Excerto:
▼

Tendo em conta a projecção internacional que Tintim obteve, desde que a 10 de Janeiro de 1929 foi lançado no "país dos sovietes", torna-se inevitável que todas as restantes criações de Hergé permaneçam, de alguma forma, na sua sombra. Assim acontece com as Aventuras de Joana, João e do Macaco Simão, que diante de obras-primas da Nona Arte como "O Lótus Azul" ou "As Jóias de Castafiore" fazem modesta figura, mas que, se forem devidamente enquadradas na época e conhecidos os motivos da sua criação, merecem ocupar um lugar de destaque nas estantes dos bedéfilos.
Na verdade, foi o mesmo abade Norbert Wallez que dirigia o Petit Vingtième, onde surgiu o repórter Tintim, que estimulou Hergé a criar as personagens de Joana, João e do macaco Simão (originalmente baptizados como Jo, Zette et Jocko). A razão era simples: educado nos bons preceitos do catolicismo, não agradava particularmente a Wallez o facto de Tintim ser um rapaz solitário, sem pai nem mãe, e pouco preocupado com a propagação dos valores familiares. Assim sendo, convidou Hergé a apostar numa série onde os heróis ostentassem orgulhosamente os seus progenitores e transbordassem de amor filial a cada virar de página.
Num primeiro momento, Hergé parece ter seguido as directivas do devoto abade, ao criar dois irmãos inseparáveis, cujo pai, monsieur Legrand, é engenheiro aeronáutico (embora no último volume da série, O Vale das Cobras, o senhor Legrand deixe os aviões para se dedicar à construção de pontes), e a mãe, como na altura convinha, é uma dedicada dona de casa. O macaco, embora liberte raríssimos pensamentos, serve sobretudo para adornar a acção, dar pancada aos maus e ajudar nos gags físicos, claramente influenciados pelo cinema burlesco, que proliferam pelas pranchas.
No entanto, se a família de João e Joana está presente, Hergé várias vezes a envia para longe, e não pode propriamente ser erguida como modelo de virtude: as crianças estão sempre a meter-se em sarilhos (ainda que para salvar o mundo) e os pais nunca parecem desencorajá-los de entrar nas mais desvairadas aventuras.
A primeira saga da dupla (mais o macaco), O "Raio Misterioso", é publicada em 1936 no semanário francês Coeurs Vaillants. De 1937 a 1939 é a vez de "A Estratonave H. 22". Ambas as aventuras seriam reformuladas no início dos anos 50, à semelhança do que aconteceu com as primeiras aventuras de Tintim, com a entrada em funcionamento do Studio Hergé - por onde passou gente como Edgar Pierre Jacobs, Bob De Moor ou Jacques Martin -, sendo cada história dividida em dois episódios para lançamento em álbum.

▲

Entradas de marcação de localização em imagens
▼

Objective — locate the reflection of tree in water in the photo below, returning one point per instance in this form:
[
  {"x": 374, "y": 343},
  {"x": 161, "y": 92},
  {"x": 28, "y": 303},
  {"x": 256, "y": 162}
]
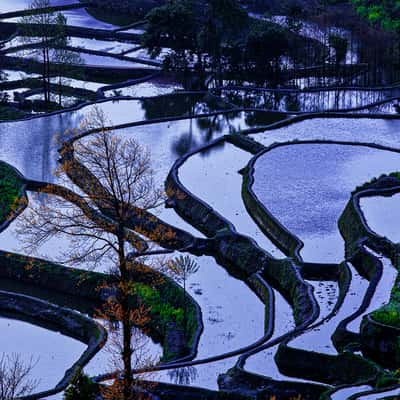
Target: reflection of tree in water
[
  {"x": 173, "y": 105},
  {"x": 183, "y": 376},
  {"x": 206, "y": 131}
]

▲

Instruções e requisitos: Transcreva literalmente o trecho do excerto sobre Joana, João e o macaco Simão que vai de "No entanto, se" até "lançamento em álbum.". A listagem é material à parte, independente do excerto.

Resolução do problema:
No entanto, se a família de João e Joana está presente, Hergé várias vezes a envia para longe, e não pode propriamente ser erguida como modelo de virtude: as crianças estão sempre a meter-se em sarilhos (ainda que para salvar o mundo) e os pais nunca parecem desencorajá-los de entrar nas mais desvairadas aventuras.
A primeira saga da dupla (mais o macaco), O "Raio Misterioso", é publicada em 1936 no semanário francês Coeurs Vaillants. De 1937 a 1939 é a vez de "A Estratonave H. 22". Ambas as aventuras seriam reformuladas no início dos anos 50, à semelhança do que aconteceu com as primeiras aventuras de Tintim, com a entrada em funcionamento do Studio Hergé - por onde passou gente como Edgar Pierre Jacobs, Bob De Moor ou Jacques Martin -, sendo cada história dividida em dois episódios para lançamento em álbum.